TASK BRIEF
Can you pick up the news report on the British trade minister's visit to Taiwan after its last sentence and carry it on?

GIVEN TEXT

· · · · · · ·

Politics

British minister to meet President Tsai on Taiwan visit

Beijing, Nov 7 (EFE).- British Trade Minister Greg Hands will be on a two-day visit to Taiwan for the annual bilateral business talks with Taipei during which he will meet President Tsai Ing-wen.

The high-profile trip to commence on Monday comes even as China has warned Western governments against visiting the disputed island that Beijing claims as its territory.

CNA, the Official Taiwanese news agency, said Hands would co-host the 25th edition of United Kingdom.-Taiwan Trade Talks in Taipei and meet with President Tsai during his two-day stay on the island.

He will be the first UK government representative to travel to the island since the pandemic began.

The two sides conducted the annual talks, first held in 1991, virtually for the past two years due to the pandemic.

Hands will meet Taiwanese Vice Prime Minister Shen Jong-chin and other high-ranking government officials.

“I first visited Taiwan 31 years ago in 1991 and it’s been fantastic to see the growth of this dynamic, vibrant economy. I am thrilled to be the first Trade Minister here post-pandemic and to be celebrating the 25th anniversary of trade talks,” Hands said in a UK government statement.

· · · · · · ·

DATA RECORDS
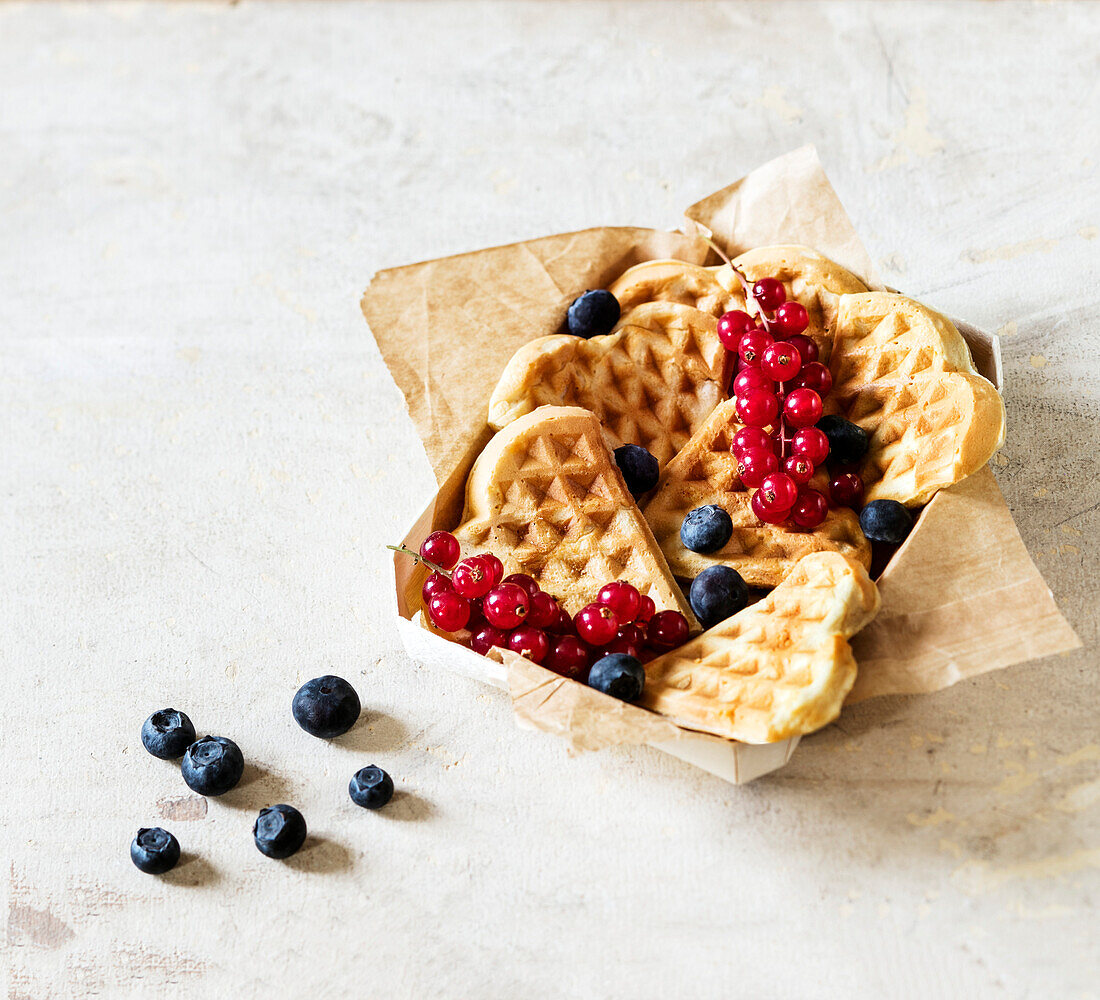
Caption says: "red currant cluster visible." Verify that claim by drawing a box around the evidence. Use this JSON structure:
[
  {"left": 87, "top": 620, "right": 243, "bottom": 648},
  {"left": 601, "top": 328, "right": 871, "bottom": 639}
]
[
  {"left": 718, "top": 268, "right": 862, "bottom": 530},
  {"left": 413, "top": 531, "right": 688, "bottom": 680}
]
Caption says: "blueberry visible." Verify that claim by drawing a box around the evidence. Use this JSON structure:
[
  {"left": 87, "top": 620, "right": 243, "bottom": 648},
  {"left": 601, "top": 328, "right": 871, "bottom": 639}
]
[
  {"left": 569, "top": 289, "right": 622, "bottom": 338},
  {"left": 179, "top": 736, "right": 244, "bottom": 795},
  {"left": 817, "top": 416, "right": 870, "bottom": 465},
  {"left": 348, "top": 763, "right": 394, "bottom": 809},
  {"left": 859, "top": 501, "right": 913, "bottom": 546},
  {"left": 252, "top": 803, "right": 306, "bottom": 858},
  {"left": 688, "top": 565, "right": 749, "bottom": 628},
  {"left": 589, "top": 652, "right": 646, "bottom": 702},
  {"left": 615, "top": 444, "right": 661, "bottom": 499},
  {"left": 680, "top": 504, "right": 734, "bottom": 552},
  {"left": 130, "top": 826, "right": 179, "bottom": 875},
  {"left": 290, "top": 673, "right": 361, "bottom": 739},
  {"left": 141, "top": 708, "right": 195, "bottom": 760}
]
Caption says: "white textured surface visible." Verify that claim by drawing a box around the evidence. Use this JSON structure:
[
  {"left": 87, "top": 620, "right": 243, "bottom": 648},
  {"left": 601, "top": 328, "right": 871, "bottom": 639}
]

· · · · · · ·

YOUR RESPONSE
“Boosting trade with this vital partner is part of the UK’s post-Brexit tilt towards the Indo-Pacific, and closer collaboration will help us future-proof our economy in the decades to come,” he said.

The visit is the latest in a series of such trips by officials from Western governments since United States House Speaker Nancy Pelosi visited the island in August.

Since Pelosi’s controversial visit, delegations from France, Germany, Lithuania, and Japan have been to the island, ruffling many feathers in China.

The visit by Pelosi, second in line to the US presidency, angered China and triggered tensions between Washington and Beijing, which described the trip as a “farce” and “deplorable betrayal.”

China imposed sanctions on Pelosi, suspended dialog with the United States on several critical areas, and conducted military drills in the Taiwan Strait of unprecedented intensity in decades.

In his speech opening the 20th Congress of the Communist Party of China in Beijing in mid-October, President Xi Jinping mentioned “separatist activities seeking Taiwanese independence” and “gross provocations from abroad.”

“We will pursue peaceful reunification but we will never promise to give up the use of force as an option,” Xi said.

He vowed that “reunification will be achieved” in a statement that drew the biggest applause at the event.

The island’s Presidential Office reiterated that Taiwan is a “democratic and sovereign” country and stated that the Taiwanese “clearly reject the One country, two systems” model that Beijing would apply in the event of reunification.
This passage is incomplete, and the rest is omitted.